#### [What the exercise asks]
Please count the lines in the listing below that contain the string "orchid", matching case exactly, and reply with the number alone.

╭─ Data records

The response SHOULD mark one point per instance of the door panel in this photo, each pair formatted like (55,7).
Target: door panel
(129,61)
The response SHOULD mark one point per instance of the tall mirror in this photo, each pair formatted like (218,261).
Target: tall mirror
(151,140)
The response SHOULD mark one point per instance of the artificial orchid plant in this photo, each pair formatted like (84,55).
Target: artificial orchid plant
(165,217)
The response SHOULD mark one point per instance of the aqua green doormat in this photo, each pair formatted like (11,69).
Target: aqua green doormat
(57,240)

╰─
╭─ Data records

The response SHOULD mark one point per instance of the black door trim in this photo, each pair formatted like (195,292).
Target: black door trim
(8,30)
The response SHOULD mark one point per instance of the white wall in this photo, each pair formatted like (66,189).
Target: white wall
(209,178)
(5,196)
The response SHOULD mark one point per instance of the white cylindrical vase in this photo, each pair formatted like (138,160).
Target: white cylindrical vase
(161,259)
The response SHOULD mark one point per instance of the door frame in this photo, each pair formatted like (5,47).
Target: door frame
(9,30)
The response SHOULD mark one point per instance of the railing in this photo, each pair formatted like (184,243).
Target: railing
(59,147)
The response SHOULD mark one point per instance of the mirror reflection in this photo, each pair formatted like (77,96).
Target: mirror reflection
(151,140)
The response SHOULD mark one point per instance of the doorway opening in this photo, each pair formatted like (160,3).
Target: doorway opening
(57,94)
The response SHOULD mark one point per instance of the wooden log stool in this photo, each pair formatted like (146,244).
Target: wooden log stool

╰─

#### [The result]
2